[DIRECTIONS FOR THIS TASK]
Collect every line of the data below that contains the word "plant".

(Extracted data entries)
•••
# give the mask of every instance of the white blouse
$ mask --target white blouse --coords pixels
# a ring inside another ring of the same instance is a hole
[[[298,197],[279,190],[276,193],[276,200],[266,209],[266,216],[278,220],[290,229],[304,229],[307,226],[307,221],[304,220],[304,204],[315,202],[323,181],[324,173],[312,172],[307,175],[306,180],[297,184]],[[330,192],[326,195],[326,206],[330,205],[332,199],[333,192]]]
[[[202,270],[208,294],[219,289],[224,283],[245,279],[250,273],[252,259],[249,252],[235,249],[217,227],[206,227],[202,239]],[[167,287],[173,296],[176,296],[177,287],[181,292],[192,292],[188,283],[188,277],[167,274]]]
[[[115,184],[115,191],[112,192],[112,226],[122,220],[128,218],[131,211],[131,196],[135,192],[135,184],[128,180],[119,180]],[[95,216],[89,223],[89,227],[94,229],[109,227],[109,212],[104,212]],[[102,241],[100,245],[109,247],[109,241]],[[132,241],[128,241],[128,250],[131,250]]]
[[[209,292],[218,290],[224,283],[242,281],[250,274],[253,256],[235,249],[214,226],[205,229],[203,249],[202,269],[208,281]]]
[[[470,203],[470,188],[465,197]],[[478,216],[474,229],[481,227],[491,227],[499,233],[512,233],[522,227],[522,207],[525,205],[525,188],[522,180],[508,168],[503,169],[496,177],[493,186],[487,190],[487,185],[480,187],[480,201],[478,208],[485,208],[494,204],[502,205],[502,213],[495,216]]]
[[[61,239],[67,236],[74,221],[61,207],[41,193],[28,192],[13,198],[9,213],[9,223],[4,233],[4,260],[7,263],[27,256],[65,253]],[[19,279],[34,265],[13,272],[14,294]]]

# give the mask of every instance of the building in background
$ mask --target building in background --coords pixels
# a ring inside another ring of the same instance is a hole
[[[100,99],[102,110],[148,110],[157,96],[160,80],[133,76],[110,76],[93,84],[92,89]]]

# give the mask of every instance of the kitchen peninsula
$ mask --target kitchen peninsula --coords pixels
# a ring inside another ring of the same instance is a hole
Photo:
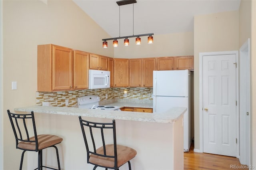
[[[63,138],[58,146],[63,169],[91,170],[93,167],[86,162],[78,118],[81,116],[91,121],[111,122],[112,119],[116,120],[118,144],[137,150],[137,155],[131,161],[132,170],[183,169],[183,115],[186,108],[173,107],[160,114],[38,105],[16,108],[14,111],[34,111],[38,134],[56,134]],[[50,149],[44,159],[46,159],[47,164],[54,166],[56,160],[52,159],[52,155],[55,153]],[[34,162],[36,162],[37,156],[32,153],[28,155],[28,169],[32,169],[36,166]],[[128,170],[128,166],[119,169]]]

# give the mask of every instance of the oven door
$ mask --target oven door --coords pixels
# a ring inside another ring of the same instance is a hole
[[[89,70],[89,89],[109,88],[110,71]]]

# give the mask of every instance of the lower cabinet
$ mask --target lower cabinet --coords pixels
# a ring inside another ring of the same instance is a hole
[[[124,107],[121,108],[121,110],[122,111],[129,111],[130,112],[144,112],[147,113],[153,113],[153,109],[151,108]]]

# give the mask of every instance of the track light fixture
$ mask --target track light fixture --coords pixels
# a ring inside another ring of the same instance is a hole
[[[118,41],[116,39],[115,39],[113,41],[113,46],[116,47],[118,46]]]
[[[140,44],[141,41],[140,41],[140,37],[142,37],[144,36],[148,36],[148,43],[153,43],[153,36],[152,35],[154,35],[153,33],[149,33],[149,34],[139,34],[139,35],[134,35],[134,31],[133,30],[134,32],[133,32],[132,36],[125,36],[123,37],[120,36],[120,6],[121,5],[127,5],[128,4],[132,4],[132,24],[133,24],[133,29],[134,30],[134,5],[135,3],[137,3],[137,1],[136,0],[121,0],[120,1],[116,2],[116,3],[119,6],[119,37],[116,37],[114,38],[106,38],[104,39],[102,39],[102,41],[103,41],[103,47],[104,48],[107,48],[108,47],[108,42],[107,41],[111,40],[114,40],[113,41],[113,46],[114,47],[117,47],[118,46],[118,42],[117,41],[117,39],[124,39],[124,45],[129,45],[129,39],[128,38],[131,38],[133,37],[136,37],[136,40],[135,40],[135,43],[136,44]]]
•••
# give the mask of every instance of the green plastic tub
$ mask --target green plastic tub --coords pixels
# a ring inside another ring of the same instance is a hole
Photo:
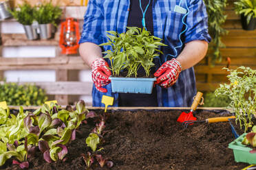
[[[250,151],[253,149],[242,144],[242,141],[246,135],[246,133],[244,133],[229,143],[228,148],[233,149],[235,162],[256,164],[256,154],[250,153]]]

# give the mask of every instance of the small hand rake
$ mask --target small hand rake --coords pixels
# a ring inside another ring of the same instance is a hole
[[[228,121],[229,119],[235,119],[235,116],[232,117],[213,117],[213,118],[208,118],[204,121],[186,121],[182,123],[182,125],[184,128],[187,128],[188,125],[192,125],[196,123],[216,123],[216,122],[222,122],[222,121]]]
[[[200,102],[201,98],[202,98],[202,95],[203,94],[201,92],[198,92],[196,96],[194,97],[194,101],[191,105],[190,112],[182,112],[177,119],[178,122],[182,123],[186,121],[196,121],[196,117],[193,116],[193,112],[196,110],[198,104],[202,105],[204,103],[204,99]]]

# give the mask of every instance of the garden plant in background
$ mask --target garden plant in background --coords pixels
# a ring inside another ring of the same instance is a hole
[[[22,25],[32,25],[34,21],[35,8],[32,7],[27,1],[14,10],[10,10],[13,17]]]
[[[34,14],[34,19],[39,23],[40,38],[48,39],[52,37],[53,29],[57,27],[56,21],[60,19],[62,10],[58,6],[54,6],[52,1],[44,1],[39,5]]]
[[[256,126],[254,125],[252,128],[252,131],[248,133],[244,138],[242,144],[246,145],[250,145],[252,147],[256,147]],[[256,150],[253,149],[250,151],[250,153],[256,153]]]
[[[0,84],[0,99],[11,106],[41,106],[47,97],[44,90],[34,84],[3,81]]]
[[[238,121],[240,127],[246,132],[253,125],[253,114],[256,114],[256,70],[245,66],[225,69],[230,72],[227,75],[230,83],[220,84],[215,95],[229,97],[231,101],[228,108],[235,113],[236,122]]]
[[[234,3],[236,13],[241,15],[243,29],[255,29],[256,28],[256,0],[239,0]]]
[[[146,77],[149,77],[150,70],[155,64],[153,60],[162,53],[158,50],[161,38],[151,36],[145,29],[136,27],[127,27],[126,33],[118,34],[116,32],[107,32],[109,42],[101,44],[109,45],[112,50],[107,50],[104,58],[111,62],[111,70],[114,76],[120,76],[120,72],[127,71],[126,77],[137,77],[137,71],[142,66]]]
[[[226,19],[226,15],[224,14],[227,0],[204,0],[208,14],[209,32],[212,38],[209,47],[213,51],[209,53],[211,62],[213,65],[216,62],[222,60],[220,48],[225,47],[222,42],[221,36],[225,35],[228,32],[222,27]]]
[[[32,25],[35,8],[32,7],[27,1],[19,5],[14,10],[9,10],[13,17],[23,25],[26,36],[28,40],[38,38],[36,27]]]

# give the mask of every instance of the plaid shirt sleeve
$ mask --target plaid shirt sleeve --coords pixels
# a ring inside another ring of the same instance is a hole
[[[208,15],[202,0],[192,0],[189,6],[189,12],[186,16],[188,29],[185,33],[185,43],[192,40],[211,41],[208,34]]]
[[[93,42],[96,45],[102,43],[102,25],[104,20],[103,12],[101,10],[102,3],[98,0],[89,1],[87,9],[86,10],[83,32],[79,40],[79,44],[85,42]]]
•••
[REPLY]
# give the mask of every instance of the garden plant in background
$ mask --target garden plant in background --coords pixels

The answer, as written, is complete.